EXERCISE :: A faithful, picture-free copy of the listing below is required.

BEGIN DATASET CONTENT

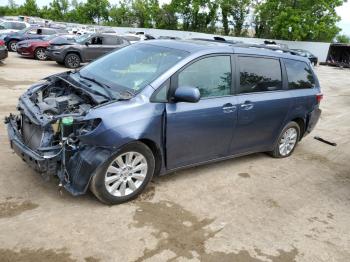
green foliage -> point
(309, 20)
(30, 8)
(297, 19)
(343, 39)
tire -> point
(39, 54)
(72, 60)
(120, 189)
(286, 142)
(12, 46)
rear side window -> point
(259, 74)
(211, 75)
(48, 32)
(299, 74)
(111, 40)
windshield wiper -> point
(105, 87)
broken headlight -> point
(87, 126)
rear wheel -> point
(72, 61)
(12, 46)
(125, 175)
(287, 141)
(40, 53)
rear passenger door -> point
(94, 49)
(263, 104)
(301, 83)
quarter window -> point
(259, 74)
(299, 74)
(211, 75)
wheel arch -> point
(302, 125)
(156, 152)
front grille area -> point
(32, 134)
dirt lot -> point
(252, 208)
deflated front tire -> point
(124, 175)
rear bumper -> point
(313, 120)
(3, 54)
(25, 52)
(55, 55)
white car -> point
(8, 26)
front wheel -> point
(40, 54)
(287, 141)
(12, 46)
(125, 175)
(72, 61)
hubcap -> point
(41, 54)
(73, 61)
(126, 174)
(14, 46)
(288, 141)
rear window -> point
(299, 74)
(259, 74)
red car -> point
(35, 48)
(3, 50)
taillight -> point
(319, 97)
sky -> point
(343, 12)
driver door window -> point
(211, 75)
(96, 40)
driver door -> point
(94, 49)
(202, 131)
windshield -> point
(49, 37)
(133, 67)
(82, 38)
(4, 25)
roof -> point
(194, 46)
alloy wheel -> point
(40, 54)
(288, 141)
(73, 61)
(126, 174)
(13, 46)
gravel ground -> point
(253, 208)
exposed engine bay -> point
(46, 131)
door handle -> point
(247, 105)
(229, 108)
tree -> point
(197, 15)
(225, 7)
(167, 17)
(122, 15)
(239, 12)
(343, 39)
(30, 8)
(58, 10)
(96, 10)
(305, 20)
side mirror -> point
(187, 94)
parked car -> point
(313, 59)
(36, 48)
(12, 39)
(85, 49)
(3, 50)
(136, 37)
(155, 107)
(12, 26)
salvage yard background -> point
(253, 208)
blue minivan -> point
(155, 107)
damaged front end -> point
(46, 132)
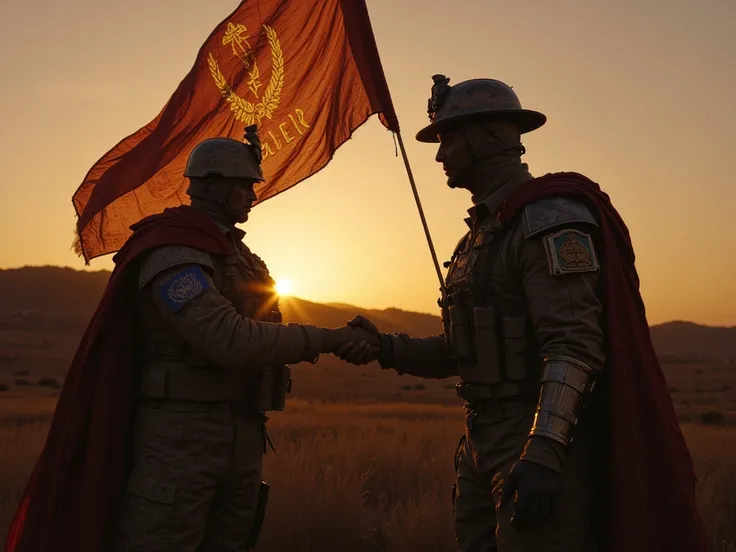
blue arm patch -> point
(183, 287)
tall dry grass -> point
(370, 478)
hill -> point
(44, 311)
(64, 299)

END DATASET CONTENT

RESPONSE TO THIS TASK ::
green foliage -> point
(309, 20)
(30, 8)
(297, 19)
(343, 39)
tire -> point
(39, 54)
(72, 60)
(120, 189)
(286, 142)
(12, 46)
rear side window -> point
(259, 74)
(211, 75)
(48, 32)
(299, 74)
(111, 40)
windshield wiper -> point
(105, 87)
broken headlight -> point
(87, 126)
rear wheel -> point
(72, 61)
(12, 46)
(125, 175)
(287, 141)
(40, 53)
rear passenger door -> point
(94, 49)
(263, 104)
(301, 83)
quarter window -> point
(259, 74)
(299, 74)
(211, 75)
wheel arch -> point
(302, 125)
(156, 152)
front grille area -> point
(32, 134)
dirt lot -> point
(252, 208)
deflated front tire -> point
(124, 175)
rear bumper -> point
(313, 120)
(3, 54)
(25, 52)
(55, 55)
white car -> point
(8, 26)
front wheel -> point
(40, 54)
(287, 141)
(12, 46)
(125, 175)
(72, 61)
hubcap -> point
(41, 54)
(73, 61)
(126, 174)
(14, 46)
(288, 141)
rear window -> point
(299, 74)
(259, 74)
red car -> point
(35, 48)
(3, 50)
taillight -> point
(319, 97)
sky -> point
(343, 12)
driver door window -> point
(211, 75)
(96, 40)
driver door -> point
(94, 49)
(202, 131)
windshield -> point
(49, 37)
(133, 67)
(82, 38)
(4, 25)
roof -> point
(194, 46)
alloy wheel -> point
(40, 54)
(288, 141)
(73, 61)
(126, 174)
(13, 46)
gravel ground -> point
(253, 208)
exposed engine bay -> point
(46, 131)
door handle -> point
(247, 105)
(229, 108)
tree -> point
(197, 15)
(225, 7)
(167, 17)
(122, 15)
(239, 12)
(343, 39)
(30, 8)
(58, 10)
(96, 10)
(305, 20)
side mirror -> point
(187, 94)
parked car -> point
(313, 59)
(36, 48)
(12, 39)
(85, 49)
(3, 50)
(136, 37)
(155, 107)
(12, 26)
salvage yard background -> point
(253, 208)
blue minivan -> point
(155, 107)
damaged front end -> point
(46, 132)
blue arm patch -> point
(183, 287)
tall dry grass -> point
(370, 478)
hill -> point
(44, 311)
(64, 299)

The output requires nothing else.